== Segment start ==

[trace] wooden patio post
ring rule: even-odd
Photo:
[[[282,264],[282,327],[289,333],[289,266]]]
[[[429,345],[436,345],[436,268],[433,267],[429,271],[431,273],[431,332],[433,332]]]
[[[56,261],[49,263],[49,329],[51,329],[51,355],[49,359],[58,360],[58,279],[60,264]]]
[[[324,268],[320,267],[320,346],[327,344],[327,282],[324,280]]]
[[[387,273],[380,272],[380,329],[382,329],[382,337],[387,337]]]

== Segment end ==

Each line in the data is to be written out precisely.

[trace] wooden patio post
ring rule: even-odd
Photo:
[[[282,264],[282,327],[289,333],[289,266]]]
[[[429,345],[436,345],[436,268],[433,267],[429,271],[431,273],[431,332],[433,332]]]
[[[56,261],[49,263],[49,329],[51,329],[51,355],[49,359],[58,360],[58,279],[60,264]]]
[[[324,268],[320,267],[320,346],[327,344],[327,282],[324,280]]]
[[[387,273],[380,272],[380,329],[382,329],[382,337],[387,337]]]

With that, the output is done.